• Document excerpt:
SummaryThe COVID-19 pandemic is driving greater demand for digital mental health products and services. Stronger scientific evidence is necessary to determine value and increase payer reimbursement.
Although 1 in 5 US adults live with mental health issues, fewer than half of those receive care in a given year. Some of the major barriers to care—such as provider shortages, affordability, and stigma— may be mitigated by the recent surge in telehealth and digital tools. The flexibility and continuity of care that telehealth offers can help expand access to mental health treatment and provide support to patients in the privacy of their own homes.
Mental Health: There’s an App for That
Given that the National Council for Behavioral Health estimates that 1 in 3 Americans fear judgment for seeking mental health services, the need for discreet options for mental healthcare is immense. App-based mental health options span the continuum of care and offer various technological features. It is not a 1-size-fits-all approach. The degree to which providers directly engage with patients also varies; apps may be consumer driven or provider driven (i.e., involve provider interaction).
The costs for digital mental health applications vary across the spectrum of offerings. While many consumer-driven resources are accessible for free or for a single upfront cost, service-based sessions offered via provider-driven apps are often subscription based or charged per session (Table 1).

• Extracted material:

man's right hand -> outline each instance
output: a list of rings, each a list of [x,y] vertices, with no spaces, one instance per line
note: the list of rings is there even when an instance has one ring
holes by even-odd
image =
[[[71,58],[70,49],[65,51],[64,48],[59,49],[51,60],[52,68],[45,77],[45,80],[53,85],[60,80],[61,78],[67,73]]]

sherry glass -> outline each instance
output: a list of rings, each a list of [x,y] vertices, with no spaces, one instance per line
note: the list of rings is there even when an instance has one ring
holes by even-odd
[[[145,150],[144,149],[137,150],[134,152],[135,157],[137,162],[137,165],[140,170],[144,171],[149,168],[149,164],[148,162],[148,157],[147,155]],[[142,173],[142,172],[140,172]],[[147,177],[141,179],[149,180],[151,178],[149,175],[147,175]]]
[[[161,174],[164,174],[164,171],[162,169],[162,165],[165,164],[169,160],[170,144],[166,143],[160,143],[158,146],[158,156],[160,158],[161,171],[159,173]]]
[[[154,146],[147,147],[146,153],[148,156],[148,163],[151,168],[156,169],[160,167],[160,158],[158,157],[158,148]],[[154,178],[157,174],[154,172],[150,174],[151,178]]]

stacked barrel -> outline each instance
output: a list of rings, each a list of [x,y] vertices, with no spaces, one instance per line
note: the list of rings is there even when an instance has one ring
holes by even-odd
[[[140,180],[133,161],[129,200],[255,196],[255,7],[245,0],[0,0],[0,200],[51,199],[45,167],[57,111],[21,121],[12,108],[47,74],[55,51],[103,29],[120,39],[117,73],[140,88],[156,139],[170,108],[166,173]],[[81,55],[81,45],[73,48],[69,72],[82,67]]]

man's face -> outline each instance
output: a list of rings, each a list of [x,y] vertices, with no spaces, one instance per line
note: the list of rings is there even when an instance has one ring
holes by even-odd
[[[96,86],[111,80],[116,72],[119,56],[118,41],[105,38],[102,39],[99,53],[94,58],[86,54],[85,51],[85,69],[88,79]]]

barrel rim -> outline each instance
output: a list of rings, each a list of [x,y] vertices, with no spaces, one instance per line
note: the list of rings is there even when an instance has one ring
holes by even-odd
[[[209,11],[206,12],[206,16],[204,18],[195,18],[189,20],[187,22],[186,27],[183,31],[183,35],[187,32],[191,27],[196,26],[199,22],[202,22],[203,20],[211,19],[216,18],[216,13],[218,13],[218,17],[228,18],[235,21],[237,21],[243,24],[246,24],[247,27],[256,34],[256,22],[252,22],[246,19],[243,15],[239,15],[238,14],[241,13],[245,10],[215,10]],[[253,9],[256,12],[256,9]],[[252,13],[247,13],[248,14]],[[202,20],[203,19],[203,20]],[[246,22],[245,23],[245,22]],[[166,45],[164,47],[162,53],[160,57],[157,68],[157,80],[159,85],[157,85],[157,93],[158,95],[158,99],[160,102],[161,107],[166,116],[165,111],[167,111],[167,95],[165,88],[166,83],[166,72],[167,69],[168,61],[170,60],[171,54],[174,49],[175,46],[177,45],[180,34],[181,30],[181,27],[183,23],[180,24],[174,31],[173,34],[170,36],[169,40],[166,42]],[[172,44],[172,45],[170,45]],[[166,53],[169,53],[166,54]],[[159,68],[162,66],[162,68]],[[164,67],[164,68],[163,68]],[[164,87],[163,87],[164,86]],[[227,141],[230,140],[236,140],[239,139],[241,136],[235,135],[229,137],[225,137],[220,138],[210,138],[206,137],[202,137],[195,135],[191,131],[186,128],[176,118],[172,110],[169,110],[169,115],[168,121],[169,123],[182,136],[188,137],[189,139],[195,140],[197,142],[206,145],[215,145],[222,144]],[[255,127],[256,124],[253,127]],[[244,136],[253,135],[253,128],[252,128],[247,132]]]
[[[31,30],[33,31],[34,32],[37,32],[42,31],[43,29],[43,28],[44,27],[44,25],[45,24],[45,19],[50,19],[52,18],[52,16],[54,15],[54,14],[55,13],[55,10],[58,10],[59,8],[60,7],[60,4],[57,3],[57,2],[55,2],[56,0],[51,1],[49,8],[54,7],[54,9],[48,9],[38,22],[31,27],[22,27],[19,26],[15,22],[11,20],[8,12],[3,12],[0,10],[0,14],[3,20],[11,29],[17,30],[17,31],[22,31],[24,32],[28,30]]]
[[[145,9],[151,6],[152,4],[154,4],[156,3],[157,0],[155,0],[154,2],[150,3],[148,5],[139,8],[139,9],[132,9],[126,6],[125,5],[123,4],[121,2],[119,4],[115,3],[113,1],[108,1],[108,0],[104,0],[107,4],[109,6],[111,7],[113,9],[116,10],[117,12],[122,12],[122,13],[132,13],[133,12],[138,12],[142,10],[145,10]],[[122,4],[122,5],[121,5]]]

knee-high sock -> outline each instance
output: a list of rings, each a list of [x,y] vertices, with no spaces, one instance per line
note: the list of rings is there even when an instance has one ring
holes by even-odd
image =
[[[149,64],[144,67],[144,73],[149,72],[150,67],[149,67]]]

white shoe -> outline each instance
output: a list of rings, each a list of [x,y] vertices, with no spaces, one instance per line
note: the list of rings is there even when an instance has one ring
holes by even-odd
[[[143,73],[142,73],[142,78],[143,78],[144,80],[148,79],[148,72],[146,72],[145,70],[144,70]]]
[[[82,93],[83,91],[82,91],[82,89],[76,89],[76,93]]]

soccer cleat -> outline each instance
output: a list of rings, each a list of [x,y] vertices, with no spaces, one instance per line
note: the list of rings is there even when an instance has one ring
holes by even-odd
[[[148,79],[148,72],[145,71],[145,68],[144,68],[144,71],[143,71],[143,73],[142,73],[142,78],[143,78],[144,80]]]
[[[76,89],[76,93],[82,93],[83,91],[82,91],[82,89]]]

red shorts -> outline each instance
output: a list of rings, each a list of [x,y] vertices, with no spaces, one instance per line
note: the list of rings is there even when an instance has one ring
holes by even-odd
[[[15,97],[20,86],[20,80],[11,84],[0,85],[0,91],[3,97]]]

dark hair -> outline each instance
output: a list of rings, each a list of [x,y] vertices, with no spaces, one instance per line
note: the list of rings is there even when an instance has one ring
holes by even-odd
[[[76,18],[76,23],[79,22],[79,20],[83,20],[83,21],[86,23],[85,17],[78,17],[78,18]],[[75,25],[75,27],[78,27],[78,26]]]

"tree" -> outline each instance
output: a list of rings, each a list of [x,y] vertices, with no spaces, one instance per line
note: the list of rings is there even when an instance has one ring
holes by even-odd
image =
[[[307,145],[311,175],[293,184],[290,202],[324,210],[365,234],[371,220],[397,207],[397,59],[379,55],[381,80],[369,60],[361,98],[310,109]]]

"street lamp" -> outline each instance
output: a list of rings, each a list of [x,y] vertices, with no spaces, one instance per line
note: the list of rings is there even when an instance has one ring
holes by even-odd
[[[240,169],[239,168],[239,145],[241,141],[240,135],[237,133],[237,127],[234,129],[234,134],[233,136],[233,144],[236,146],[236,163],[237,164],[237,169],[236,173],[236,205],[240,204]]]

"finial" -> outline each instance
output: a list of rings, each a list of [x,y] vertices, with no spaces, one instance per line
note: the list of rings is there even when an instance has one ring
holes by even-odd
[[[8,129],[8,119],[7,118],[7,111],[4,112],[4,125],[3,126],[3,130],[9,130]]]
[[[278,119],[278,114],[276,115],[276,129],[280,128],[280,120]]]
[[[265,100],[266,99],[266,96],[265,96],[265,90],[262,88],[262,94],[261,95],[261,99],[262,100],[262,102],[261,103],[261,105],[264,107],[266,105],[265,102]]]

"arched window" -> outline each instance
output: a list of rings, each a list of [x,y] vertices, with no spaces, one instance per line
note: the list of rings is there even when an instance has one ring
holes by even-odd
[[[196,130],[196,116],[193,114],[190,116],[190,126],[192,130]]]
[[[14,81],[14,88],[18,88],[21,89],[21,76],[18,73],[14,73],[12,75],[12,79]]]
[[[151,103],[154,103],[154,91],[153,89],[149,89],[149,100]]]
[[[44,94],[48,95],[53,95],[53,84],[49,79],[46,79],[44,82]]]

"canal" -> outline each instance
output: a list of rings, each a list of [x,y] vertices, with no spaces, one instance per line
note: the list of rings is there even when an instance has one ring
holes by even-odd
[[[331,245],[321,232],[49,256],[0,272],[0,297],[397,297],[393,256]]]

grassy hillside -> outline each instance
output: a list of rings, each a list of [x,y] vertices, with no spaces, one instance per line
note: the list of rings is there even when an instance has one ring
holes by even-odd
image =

==

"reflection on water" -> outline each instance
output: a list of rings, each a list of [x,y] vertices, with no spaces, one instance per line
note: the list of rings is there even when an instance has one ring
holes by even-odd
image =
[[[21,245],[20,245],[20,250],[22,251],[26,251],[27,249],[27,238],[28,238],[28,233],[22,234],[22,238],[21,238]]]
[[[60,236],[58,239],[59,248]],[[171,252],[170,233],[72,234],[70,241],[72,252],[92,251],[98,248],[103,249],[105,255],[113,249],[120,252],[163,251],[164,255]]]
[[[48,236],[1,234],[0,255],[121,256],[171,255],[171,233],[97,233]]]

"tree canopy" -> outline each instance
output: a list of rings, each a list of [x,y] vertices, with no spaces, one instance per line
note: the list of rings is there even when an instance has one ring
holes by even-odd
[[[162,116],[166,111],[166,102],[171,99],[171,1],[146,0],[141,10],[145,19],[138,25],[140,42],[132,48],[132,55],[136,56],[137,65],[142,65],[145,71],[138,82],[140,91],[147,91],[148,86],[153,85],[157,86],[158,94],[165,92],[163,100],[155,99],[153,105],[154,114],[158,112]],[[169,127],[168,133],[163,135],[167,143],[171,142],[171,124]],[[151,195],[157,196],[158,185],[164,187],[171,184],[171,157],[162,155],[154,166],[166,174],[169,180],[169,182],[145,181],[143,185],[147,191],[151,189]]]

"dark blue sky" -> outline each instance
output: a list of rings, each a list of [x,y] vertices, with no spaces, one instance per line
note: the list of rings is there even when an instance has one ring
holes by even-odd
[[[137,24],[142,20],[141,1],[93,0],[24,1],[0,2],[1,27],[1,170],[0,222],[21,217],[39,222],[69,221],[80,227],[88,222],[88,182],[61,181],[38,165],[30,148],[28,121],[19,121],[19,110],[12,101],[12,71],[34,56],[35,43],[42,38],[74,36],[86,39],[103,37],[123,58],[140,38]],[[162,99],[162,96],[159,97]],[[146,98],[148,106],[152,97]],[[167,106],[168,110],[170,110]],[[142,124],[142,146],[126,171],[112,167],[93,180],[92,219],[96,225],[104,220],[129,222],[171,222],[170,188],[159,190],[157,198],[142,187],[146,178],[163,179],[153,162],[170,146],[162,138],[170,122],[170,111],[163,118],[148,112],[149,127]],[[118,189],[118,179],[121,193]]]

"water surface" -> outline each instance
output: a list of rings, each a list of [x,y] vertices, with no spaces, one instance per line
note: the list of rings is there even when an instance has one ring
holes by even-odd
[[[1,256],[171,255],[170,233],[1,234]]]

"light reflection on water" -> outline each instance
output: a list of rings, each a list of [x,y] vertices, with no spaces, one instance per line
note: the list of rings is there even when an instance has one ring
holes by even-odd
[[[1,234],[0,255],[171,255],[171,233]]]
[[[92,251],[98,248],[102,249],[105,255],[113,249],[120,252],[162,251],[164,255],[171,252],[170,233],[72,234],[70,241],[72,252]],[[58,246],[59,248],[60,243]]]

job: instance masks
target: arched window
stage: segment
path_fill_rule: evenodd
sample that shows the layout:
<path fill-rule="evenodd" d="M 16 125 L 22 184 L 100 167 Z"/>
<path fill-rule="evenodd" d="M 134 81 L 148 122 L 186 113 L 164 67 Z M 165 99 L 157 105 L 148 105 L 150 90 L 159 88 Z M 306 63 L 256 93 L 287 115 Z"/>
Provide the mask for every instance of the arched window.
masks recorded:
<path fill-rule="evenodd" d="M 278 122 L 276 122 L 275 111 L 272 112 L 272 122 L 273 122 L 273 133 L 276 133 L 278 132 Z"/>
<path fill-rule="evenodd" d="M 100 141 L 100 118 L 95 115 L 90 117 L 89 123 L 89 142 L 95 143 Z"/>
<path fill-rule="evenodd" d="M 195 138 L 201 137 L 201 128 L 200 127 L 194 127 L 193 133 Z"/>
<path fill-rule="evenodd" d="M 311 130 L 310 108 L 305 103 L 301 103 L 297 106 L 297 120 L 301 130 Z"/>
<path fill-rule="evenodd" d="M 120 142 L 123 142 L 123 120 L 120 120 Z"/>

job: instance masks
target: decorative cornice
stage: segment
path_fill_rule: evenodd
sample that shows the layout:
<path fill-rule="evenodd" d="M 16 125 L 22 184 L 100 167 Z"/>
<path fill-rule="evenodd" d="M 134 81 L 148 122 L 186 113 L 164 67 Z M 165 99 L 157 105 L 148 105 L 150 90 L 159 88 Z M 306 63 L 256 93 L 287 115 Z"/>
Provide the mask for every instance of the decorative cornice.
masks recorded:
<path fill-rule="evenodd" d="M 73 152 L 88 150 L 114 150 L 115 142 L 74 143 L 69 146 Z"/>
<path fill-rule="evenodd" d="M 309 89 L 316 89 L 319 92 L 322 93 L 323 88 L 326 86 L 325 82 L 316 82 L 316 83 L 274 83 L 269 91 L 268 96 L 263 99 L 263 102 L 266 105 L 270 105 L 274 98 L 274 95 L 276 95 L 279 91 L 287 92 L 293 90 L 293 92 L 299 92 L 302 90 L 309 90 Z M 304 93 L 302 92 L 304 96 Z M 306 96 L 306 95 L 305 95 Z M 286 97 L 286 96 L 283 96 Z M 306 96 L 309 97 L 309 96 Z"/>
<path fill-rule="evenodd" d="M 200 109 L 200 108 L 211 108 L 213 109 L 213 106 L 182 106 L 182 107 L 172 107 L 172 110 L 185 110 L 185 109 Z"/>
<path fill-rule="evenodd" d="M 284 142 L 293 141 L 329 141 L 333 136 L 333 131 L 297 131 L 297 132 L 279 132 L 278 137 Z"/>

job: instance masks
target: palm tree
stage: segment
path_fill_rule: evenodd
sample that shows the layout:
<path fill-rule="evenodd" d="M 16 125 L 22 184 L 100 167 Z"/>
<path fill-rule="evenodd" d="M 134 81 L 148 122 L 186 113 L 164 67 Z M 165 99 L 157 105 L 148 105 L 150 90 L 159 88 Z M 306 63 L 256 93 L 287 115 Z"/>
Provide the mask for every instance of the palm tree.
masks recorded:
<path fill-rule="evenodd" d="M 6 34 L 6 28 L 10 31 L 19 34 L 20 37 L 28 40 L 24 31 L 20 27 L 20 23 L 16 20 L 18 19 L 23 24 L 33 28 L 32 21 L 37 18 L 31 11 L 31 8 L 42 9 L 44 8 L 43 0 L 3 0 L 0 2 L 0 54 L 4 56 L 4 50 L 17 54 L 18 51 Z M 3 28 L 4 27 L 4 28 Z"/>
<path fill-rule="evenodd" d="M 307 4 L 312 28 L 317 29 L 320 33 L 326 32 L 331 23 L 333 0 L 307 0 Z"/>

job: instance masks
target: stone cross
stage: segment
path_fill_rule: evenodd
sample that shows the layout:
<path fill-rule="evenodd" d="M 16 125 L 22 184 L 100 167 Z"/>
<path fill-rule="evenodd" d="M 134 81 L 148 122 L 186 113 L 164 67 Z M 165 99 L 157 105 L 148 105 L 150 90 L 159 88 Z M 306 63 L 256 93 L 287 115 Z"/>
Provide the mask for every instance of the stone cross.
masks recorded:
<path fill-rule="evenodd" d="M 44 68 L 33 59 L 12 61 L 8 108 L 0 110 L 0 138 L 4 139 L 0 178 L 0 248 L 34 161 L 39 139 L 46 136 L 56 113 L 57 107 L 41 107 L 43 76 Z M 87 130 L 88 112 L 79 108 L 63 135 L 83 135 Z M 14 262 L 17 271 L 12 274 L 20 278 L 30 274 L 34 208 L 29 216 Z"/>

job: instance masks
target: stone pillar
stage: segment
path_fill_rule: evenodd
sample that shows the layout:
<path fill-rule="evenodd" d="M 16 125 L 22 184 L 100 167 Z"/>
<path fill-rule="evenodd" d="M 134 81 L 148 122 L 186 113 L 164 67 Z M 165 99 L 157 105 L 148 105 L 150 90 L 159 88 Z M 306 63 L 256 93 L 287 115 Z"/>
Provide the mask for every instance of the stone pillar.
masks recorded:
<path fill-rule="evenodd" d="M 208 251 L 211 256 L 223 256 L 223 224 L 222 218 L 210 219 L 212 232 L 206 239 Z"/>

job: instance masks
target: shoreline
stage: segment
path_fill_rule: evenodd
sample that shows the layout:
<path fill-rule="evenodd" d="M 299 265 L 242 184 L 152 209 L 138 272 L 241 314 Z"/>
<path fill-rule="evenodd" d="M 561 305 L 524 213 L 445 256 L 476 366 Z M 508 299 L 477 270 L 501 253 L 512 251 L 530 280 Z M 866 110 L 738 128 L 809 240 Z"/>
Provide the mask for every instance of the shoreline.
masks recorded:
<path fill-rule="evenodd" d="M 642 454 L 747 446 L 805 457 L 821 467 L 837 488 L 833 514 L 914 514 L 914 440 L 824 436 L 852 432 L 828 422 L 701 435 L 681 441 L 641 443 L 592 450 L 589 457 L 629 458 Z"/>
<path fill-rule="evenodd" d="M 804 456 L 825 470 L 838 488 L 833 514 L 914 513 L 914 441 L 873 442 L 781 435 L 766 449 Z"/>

• Problem requirements:
In the text on digital mental health, what share of Americans does the National Council for Behavioral Health estimate fear judgment for seeking mental health services?

• Solution for this exercise:
1 in 3 Americans